▶ Passage to read
--- START ---

This Maglev Heart Could Keep Cardiac Patients Alive When They Wait For Organ Donor

Aadhya Khatri - Sep 28, 2019


This Maglev Heart Could Keep Cardiac Patients Alive When They Wait For Organ Donor

This Bivacor heart is not meant to replace a real heart but rather, it serves as a temporary measure to keep the patient alive when they wait for a donor

A team of experts from Bivacor, a private medical company, has been working for around eight years, all the way back in 2001, to create a bionic heart that can keep cardiac patients alive. This creation is shared by three of the company’s engineers on IEEE Spectrum writeup.

The magnetic levitation will generate power, and this steampunk apparatus will harness that energy to spin a disc at a fast speed, pumping blood to all over the patient’s body as well as returning the oxygen-depleted blood to the lungs.

Bivacor-heart
This artificial heart can be a hope for people with heart failure

This Bivacor heart is not meant to replace a real heart, but rather, it serves as a temporary measure to keep the patient alive when they wait for a donor.

In comparison with other artificial hearts available now, the Bivacor heart is far lighter and smaller, weighing only 650 grams. It also has an external controller with batteries that the patient can wear. All of this means that users can go on with their daily life while wearing this artificial heart.

--- END ---

(Segmentation mask data)
--- START ---

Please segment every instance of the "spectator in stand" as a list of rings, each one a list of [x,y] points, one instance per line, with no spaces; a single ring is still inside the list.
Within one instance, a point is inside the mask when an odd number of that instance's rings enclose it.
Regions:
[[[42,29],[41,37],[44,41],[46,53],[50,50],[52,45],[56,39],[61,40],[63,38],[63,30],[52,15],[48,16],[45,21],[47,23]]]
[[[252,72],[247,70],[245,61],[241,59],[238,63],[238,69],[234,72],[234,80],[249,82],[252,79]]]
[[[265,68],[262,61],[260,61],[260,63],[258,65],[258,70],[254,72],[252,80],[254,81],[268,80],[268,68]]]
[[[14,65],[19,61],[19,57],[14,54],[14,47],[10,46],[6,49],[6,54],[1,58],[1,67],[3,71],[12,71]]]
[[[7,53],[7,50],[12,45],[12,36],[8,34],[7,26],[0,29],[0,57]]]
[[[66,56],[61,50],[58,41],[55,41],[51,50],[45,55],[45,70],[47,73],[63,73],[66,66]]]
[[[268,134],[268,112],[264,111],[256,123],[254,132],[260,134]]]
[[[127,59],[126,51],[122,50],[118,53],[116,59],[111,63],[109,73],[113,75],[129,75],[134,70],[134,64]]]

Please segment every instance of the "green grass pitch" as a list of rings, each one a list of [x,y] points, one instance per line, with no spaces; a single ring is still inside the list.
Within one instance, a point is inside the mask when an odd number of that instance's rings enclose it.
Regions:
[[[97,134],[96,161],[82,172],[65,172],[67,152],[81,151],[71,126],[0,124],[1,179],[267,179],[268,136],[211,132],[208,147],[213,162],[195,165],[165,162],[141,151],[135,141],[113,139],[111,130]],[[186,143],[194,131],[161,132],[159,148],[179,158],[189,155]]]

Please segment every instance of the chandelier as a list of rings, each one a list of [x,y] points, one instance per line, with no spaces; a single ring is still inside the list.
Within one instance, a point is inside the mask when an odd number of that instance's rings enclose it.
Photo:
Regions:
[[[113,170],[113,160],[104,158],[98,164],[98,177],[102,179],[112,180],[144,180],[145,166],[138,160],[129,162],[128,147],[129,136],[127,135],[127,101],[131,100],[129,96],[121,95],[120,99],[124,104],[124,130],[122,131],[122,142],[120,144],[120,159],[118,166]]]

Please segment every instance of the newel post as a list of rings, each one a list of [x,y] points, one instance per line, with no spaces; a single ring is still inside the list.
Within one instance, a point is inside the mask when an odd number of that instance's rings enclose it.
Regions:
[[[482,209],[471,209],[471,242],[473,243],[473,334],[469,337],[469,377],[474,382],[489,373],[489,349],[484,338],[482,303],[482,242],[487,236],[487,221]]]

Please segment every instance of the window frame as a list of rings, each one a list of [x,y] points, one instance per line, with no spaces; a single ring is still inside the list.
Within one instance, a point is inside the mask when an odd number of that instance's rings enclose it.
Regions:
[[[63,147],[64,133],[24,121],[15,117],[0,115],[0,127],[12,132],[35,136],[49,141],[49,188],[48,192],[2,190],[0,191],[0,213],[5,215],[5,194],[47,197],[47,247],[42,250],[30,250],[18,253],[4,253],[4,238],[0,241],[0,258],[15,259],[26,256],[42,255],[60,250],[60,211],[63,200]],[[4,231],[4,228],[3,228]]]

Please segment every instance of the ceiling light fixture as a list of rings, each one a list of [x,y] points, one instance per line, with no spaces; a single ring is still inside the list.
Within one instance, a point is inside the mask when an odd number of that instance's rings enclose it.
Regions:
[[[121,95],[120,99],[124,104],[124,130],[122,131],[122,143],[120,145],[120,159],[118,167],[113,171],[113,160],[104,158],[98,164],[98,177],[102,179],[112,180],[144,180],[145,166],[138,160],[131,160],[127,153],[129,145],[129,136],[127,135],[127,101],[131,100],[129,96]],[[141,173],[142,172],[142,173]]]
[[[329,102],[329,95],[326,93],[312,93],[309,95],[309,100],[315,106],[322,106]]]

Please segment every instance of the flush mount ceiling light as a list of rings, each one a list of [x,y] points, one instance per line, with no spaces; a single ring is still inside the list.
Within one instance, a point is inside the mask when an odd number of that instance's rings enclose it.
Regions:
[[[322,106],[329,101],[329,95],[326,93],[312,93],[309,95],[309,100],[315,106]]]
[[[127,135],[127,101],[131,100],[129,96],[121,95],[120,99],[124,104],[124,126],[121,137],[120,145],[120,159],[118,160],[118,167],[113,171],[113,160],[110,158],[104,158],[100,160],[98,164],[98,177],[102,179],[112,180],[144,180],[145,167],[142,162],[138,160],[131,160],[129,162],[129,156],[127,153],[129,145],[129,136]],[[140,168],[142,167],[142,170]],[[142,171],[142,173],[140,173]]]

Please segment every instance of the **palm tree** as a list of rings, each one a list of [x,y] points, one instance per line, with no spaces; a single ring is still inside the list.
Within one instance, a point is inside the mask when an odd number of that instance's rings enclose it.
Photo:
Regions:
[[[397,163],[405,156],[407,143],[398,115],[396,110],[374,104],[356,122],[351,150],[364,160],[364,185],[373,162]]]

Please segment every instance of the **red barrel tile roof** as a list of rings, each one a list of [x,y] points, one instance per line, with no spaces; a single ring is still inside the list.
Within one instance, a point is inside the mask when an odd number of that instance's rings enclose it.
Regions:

--- END ---

▶ Activity
Copy the stretch of the article about the maglev heart from "A team of experts" through "to the lungs." word for word. The rows are separate material and have nothing to do with the article about the maglev heart.

▶ Exercise response
A team of experts from Bivacor, a private medical company, has been working for around eight years, all the way back in 2001, to create a bionic heart that can keep cardiac patients alive. This creation is shared by three of the company’s engineers on IEEE Spectrum writeup.

The magnetic levitation will generate power, and this steampunk apparatus will harness that energy to spin a disc at a fast speed, pumping blood to all over the patient’s body as well as returning the oxygen-depleted blood to the lungs.